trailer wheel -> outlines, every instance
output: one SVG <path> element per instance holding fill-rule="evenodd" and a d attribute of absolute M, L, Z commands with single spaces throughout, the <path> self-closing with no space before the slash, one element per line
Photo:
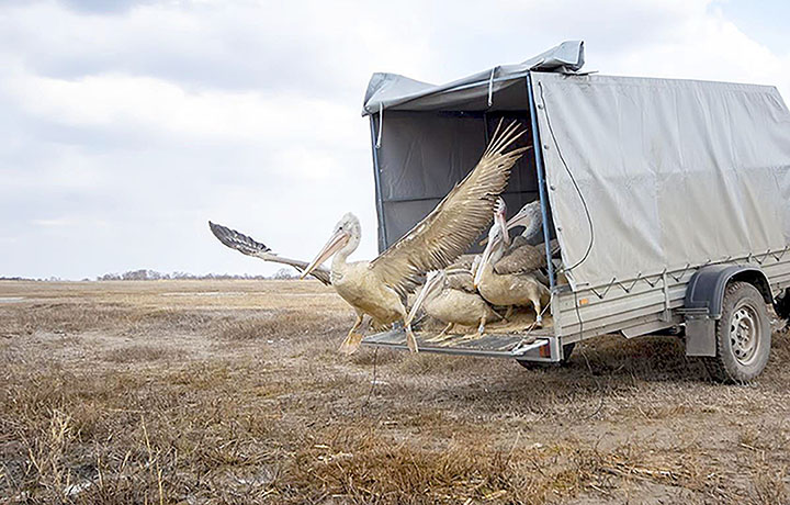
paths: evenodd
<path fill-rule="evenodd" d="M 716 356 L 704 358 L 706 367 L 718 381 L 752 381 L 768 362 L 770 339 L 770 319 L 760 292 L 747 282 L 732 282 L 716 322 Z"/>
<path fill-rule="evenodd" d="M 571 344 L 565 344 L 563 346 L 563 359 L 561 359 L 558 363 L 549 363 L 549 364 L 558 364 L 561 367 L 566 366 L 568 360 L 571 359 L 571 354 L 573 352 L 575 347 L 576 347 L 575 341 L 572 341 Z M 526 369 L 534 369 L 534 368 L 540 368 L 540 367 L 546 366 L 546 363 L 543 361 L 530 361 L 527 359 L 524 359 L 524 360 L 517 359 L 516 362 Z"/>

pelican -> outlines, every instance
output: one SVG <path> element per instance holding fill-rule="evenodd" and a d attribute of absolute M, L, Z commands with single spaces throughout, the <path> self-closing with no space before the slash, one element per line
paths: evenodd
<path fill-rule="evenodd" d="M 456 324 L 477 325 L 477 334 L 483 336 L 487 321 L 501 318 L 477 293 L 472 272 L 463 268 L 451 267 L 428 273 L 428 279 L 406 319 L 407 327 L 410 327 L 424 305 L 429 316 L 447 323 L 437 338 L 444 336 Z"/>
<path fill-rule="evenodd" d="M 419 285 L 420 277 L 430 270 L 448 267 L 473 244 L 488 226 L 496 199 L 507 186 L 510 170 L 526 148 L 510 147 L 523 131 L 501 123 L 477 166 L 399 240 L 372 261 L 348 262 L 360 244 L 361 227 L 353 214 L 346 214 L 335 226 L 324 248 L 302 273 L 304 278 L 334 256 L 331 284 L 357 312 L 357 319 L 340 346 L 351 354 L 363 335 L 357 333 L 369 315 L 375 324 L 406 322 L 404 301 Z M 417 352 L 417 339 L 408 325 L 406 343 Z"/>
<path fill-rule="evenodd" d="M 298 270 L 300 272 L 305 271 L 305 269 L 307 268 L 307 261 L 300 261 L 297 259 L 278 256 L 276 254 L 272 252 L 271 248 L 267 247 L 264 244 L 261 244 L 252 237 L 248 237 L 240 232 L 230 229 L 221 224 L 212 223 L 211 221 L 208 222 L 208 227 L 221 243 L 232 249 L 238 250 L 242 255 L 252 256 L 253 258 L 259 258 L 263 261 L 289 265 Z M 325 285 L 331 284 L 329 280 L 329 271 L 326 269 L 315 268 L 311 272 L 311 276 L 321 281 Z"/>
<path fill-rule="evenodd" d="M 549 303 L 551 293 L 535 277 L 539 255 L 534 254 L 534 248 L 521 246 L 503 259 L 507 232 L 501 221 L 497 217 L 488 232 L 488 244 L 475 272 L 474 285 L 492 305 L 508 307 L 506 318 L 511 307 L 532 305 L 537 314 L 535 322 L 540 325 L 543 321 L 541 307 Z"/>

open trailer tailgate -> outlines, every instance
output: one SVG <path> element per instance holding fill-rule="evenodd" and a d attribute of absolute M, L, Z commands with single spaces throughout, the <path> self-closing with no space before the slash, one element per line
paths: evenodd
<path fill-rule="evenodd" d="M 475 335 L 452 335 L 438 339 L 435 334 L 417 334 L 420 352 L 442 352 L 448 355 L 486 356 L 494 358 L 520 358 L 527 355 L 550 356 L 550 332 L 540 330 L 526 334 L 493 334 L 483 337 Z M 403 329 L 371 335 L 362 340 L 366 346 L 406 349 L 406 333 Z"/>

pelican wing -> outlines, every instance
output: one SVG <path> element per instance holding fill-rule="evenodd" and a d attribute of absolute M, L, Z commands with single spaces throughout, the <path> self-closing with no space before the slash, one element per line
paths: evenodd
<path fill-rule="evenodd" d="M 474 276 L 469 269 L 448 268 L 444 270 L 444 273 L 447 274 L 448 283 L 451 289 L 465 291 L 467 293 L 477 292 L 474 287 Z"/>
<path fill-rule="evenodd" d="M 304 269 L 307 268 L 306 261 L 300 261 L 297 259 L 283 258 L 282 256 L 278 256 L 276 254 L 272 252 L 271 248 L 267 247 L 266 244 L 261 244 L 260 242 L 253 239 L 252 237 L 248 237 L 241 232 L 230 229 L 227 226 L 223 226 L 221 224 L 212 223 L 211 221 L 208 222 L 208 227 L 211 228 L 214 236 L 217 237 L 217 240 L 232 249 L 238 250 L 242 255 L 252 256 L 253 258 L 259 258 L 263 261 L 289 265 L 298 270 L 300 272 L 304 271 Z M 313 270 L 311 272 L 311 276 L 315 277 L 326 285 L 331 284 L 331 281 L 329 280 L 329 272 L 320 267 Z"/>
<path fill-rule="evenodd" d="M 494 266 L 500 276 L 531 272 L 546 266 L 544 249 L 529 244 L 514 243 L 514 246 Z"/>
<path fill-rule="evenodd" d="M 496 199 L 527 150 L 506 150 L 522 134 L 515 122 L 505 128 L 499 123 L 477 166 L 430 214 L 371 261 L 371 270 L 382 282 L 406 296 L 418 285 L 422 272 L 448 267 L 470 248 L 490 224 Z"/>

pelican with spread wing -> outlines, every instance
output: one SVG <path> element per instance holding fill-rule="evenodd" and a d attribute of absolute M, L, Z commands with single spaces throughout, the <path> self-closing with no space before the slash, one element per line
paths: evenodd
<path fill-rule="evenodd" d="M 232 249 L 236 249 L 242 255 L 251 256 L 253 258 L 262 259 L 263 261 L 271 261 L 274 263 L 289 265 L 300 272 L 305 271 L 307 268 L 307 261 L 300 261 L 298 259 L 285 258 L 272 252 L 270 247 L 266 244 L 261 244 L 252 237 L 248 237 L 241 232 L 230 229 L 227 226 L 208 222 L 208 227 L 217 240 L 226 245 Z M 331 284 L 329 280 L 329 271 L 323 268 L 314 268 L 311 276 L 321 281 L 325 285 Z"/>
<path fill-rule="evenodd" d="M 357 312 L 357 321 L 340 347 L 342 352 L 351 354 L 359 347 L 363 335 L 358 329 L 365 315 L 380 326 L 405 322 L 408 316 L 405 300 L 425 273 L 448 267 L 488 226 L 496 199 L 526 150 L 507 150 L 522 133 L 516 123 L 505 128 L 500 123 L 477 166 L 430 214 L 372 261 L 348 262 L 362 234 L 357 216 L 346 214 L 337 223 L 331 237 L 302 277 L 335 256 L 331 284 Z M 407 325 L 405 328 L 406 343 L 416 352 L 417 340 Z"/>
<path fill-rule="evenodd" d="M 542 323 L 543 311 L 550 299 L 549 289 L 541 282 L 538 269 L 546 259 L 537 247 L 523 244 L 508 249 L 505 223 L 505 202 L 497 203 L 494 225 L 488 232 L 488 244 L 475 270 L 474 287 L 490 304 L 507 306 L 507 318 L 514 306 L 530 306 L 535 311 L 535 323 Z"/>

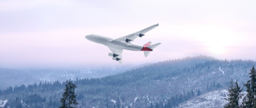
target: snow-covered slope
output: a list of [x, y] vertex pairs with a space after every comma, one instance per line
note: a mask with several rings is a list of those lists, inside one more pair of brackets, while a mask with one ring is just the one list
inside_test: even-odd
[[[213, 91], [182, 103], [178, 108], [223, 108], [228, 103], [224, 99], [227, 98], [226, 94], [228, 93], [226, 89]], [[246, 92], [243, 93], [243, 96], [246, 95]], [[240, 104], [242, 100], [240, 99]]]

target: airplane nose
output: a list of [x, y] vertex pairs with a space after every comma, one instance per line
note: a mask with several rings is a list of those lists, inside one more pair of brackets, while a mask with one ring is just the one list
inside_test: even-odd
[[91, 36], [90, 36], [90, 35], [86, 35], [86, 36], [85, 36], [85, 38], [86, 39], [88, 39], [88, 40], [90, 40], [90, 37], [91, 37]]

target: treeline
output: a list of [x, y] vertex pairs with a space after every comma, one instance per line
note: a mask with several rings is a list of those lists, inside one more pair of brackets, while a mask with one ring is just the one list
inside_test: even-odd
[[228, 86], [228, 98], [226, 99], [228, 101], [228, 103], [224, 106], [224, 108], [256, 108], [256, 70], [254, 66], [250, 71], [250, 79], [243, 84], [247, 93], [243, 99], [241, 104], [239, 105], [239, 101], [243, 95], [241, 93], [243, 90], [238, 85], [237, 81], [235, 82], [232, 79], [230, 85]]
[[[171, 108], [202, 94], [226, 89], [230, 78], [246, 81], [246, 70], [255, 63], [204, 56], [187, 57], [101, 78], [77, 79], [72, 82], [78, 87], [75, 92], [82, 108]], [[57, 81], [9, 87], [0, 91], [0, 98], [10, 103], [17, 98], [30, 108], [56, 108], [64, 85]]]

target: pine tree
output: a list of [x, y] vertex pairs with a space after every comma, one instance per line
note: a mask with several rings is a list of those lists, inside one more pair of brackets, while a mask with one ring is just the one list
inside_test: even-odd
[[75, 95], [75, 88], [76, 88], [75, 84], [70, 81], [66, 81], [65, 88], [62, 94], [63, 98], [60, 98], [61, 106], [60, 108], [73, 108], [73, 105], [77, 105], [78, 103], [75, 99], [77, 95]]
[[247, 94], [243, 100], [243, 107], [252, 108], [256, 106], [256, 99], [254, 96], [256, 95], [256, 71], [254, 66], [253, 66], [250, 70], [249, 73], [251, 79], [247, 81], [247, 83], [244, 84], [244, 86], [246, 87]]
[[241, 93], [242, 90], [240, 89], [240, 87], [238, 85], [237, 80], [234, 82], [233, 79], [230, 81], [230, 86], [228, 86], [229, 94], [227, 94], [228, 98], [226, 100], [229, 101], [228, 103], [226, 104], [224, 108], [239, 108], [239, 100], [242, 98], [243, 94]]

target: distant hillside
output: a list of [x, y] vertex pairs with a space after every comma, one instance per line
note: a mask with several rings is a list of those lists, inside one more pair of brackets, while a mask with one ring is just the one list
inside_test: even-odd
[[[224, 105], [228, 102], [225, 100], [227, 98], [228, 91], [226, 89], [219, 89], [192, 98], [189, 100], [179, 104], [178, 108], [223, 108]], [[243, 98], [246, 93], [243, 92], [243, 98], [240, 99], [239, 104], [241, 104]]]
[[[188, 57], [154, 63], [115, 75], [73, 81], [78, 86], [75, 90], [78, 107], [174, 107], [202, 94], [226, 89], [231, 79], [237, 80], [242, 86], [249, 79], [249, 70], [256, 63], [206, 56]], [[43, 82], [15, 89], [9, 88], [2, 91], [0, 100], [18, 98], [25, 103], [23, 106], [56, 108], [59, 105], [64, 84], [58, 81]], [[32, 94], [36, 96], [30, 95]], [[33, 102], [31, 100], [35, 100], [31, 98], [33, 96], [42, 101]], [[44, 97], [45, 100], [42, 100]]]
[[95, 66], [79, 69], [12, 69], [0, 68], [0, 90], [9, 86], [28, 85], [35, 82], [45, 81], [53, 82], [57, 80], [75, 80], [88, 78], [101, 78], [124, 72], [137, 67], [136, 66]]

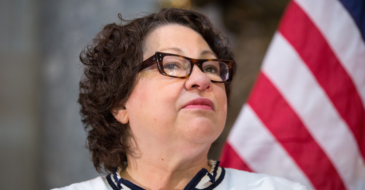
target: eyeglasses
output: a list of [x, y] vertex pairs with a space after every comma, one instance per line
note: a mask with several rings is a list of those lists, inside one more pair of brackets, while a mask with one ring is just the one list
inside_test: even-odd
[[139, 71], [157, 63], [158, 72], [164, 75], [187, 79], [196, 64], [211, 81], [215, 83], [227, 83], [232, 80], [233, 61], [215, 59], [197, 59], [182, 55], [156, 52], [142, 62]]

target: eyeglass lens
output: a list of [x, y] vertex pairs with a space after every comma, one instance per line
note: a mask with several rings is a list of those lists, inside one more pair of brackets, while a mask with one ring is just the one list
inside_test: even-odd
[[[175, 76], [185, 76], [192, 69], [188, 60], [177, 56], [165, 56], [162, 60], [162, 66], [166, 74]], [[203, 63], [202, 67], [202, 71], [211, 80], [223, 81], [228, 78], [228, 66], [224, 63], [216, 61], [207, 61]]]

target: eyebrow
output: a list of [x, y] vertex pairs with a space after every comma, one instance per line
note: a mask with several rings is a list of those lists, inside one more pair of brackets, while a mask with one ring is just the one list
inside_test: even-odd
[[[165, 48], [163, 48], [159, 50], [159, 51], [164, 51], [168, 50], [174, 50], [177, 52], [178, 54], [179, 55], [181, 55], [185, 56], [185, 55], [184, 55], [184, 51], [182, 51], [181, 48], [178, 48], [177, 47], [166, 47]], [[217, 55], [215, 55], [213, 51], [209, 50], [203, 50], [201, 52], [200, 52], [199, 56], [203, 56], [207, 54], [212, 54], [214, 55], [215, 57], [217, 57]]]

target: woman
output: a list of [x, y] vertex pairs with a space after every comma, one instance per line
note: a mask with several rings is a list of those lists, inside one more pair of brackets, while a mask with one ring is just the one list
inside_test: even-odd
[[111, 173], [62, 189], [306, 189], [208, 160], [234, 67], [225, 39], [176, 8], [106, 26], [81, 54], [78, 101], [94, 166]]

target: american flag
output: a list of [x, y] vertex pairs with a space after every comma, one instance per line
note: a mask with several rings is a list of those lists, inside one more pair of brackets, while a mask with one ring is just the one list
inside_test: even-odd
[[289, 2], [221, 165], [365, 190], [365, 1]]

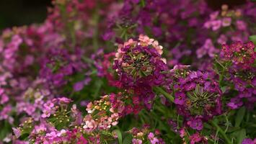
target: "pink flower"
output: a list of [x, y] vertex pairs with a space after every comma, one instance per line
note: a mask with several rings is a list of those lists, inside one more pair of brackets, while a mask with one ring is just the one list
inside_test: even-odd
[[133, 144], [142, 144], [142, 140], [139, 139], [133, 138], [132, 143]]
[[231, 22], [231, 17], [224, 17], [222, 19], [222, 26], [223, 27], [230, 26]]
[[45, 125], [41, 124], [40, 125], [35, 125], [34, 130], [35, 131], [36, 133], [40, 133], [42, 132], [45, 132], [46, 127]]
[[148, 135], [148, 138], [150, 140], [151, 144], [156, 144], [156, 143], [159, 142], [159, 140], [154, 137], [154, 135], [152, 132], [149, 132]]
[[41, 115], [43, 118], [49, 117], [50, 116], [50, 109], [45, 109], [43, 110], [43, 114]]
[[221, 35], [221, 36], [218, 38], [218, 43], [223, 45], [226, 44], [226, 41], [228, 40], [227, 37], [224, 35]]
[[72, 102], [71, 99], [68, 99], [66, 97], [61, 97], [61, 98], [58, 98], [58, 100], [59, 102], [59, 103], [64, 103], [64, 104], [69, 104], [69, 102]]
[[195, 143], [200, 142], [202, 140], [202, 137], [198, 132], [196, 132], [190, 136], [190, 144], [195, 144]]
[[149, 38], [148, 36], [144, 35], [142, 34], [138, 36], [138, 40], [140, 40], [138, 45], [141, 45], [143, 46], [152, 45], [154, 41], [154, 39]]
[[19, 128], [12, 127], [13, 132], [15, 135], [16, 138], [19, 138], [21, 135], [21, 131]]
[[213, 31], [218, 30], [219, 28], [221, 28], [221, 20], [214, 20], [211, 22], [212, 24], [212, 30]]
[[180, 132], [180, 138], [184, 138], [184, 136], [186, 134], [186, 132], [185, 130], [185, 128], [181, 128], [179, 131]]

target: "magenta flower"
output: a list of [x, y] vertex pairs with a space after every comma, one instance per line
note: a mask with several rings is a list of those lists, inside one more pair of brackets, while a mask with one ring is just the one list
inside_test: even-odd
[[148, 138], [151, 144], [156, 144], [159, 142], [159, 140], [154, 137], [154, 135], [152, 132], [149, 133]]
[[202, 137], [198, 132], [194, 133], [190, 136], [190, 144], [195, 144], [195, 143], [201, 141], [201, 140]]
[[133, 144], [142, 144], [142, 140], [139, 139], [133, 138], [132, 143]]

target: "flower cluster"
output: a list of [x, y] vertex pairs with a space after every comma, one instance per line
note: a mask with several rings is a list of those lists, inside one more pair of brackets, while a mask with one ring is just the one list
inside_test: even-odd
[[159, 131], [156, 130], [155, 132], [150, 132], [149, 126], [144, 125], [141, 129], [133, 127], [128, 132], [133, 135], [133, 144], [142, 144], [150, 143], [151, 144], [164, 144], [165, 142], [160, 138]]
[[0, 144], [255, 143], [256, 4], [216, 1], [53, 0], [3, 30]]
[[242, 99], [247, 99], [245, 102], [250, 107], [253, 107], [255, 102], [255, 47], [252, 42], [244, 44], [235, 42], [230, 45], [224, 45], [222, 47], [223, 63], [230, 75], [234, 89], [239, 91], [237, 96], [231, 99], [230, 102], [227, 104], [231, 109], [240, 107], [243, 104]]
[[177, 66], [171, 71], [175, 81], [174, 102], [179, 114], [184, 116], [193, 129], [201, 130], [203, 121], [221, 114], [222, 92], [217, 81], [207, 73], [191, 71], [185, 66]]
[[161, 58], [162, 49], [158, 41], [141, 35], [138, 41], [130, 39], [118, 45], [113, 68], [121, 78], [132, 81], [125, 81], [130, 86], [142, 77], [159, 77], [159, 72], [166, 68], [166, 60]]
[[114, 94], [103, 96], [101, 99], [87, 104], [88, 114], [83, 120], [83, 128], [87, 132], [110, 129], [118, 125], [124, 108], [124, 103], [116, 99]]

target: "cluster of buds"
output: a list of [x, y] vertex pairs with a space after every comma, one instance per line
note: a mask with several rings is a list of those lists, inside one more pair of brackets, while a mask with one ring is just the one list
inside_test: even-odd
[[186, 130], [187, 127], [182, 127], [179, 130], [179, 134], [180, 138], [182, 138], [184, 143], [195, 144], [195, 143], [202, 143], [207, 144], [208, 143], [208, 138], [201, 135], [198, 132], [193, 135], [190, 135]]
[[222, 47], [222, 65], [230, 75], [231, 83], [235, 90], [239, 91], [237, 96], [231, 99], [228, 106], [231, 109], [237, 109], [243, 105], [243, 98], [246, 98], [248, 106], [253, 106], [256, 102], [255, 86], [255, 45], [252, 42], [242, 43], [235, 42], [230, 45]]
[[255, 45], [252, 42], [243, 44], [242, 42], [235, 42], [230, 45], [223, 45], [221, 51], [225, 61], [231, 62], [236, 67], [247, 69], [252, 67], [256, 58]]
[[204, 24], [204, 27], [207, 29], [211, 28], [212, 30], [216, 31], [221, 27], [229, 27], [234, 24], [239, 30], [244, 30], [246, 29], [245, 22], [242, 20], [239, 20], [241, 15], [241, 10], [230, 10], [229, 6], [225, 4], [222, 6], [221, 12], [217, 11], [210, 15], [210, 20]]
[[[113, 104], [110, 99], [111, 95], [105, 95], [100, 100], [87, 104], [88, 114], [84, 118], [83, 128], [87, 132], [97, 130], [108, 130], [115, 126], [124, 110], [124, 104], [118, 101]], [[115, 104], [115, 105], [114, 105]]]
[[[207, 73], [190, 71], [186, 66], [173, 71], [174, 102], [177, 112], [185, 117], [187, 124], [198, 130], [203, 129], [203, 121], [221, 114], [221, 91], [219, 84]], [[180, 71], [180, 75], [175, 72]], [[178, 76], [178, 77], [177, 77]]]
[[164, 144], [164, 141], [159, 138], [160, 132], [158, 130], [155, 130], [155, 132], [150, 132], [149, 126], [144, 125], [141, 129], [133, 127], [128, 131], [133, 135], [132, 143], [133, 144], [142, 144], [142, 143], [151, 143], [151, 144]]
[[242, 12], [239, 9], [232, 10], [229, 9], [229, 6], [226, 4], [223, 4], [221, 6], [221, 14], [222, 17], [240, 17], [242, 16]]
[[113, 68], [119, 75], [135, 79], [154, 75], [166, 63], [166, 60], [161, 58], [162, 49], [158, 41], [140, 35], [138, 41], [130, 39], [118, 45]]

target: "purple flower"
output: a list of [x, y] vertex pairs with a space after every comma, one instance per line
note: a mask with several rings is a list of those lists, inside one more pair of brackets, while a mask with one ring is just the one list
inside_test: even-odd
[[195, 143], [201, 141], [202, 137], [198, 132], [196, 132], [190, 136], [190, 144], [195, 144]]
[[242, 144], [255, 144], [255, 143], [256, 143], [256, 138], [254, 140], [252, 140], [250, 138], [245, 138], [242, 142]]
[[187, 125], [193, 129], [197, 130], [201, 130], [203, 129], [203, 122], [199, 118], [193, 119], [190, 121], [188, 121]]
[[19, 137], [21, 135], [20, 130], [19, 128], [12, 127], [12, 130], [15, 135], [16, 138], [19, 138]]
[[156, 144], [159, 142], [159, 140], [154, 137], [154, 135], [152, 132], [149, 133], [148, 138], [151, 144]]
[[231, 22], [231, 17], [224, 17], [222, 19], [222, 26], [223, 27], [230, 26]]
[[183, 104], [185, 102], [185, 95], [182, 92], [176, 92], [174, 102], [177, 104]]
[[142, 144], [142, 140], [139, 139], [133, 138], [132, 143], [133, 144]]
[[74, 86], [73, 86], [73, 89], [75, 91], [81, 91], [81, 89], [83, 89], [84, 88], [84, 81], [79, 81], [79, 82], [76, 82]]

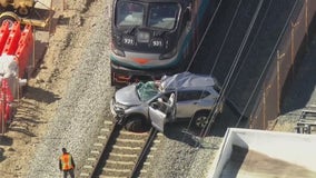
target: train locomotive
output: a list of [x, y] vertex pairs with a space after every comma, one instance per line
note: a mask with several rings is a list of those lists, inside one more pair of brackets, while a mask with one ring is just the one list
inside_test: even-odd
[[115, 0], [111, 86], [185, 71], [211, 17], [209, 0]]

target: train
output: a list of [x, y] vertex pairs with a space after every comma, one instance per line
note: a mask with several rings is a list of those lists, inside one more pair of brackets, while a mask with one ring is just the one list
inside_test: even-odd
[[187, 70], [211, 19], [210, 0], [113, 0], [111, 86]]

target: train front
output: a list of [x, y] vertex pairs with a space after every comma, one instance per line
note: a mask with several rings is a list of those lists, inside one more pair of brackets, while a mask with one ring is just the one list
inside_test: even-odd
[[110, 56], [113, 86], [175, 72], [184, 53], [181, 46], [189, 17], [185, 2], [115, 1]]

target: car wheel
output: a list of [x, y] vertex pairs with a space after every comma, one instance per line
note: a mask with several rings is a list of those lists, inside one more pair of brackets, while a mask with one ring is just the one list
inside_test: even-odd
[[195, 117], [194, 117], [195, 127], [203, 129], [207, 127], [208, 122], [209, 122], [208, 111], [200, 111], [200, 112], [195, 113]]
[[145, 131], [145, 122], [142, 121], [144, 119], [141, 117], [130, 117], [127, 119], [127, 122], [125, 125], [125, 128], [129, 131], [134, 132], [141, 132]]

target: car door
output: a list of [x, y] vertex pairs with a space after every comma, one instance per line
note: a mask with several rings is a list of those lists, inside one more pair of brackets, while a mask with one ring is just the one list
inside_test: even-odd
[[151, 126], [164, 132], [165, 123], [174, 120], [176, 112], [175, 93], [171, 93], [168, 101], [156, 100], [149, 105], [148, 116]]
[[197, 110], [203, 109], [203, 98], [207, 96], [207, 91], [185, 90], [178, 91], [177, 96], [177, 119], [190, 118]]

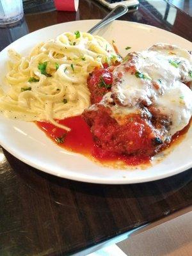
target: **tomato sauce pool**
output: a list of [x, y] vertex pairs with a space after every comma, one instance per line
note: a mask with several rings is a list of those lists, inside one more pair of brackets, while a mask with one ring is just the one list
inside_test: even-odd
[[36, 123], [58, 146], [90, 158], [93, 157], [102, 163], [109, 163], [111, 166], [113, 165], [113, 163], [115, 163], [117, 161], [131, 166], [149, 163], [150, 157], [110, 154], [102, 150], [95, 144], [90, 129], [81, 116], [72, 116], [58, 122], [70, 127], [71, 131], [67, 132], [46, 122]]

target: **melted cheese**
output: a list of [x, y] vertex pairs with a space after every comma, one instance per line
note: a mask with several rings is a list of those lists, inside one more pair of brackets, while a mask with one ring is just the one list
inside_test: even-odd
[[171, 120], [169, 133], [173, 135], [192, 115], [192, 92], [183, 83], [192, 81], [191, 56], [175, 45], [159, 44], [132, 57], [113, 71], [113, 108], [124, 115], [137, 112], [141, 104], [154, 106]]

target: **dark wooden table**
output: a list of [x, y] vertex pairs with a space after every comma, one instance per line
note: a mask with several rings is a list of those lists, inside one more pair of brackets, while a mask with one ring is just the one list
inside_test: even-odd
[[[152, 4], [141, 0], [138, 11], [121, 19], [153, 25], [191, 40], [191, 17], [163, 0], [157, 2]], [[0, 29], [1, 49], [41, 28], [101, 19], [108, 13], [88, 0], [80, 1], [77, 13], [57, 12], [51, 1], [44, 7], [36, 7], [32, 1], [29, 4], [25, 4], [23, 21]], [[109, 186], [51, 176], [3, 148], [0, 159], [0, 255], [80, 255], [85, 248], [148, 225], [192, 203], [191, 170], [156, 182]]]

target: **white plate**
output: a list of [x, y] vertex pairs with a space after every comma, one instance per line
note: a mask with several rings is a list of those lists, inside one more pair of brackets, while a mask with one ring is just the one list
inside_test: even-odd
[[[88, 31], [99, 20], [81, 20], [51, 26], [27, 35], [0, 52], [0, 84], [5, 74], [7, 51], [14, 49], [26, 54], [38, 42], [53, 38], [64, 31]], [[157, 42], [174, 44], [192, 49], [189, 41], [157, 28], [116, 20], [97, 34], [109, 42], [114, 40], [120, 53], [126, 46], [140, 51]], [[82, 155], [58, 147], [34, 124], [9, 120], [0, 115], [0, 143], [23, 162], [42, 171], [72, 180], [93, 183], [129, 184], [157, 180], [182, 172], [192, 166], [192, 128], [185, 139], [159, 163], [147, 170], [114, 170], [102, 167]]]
- - - -
Reproduce the lines between the one holding "target: eyebrow" and the one holding "101], [94, 166]]", inclusive, switching "vertex" to "coordinate" and leaving everything else unchanged.

FINAL RESULT:
target: eyebrow
output: a list of [x, y] coordinate pairs with a space after every comma, one instance per line
note: a mask with several rings is a list of those lists, inside one more pair of brackets, while a mask with one ring is just the one list
inside_test: even-odd
[[[165, 48], [163, 48], [159, 50], [159, 51], [164, 51], [168, 50], [174, 50], [177, 52], [178, 54], [179, 55], [181, 55], [185, 56], [185, 55], [184, 55], [184, 51], [182, 51], [181, 48], [178, 48], [177, 47], [166, 47]], [[217, 55], [215, 55], [213, 51], [209, 50], [203, 50], [201, 52], [200, 52], [199, 56], [203, 56], [207, 54], [212, 54], [214, 55], [215, 57], [217, 57]]]

target: woman
output: a list of [x, y] coordinate pairs with a space after every comma, one instance per line
note: a mask with several rings is a list of those lists, inside one more pair of brackets, while a mask with one ring is just the one list
inside_test: even-odd
[[111, 173], [62, 189], [306, 189], [208, 160], [234, 67], [225, 39], [176, 8], [106, 26], [81, 54], [78, 101], [94, 166]]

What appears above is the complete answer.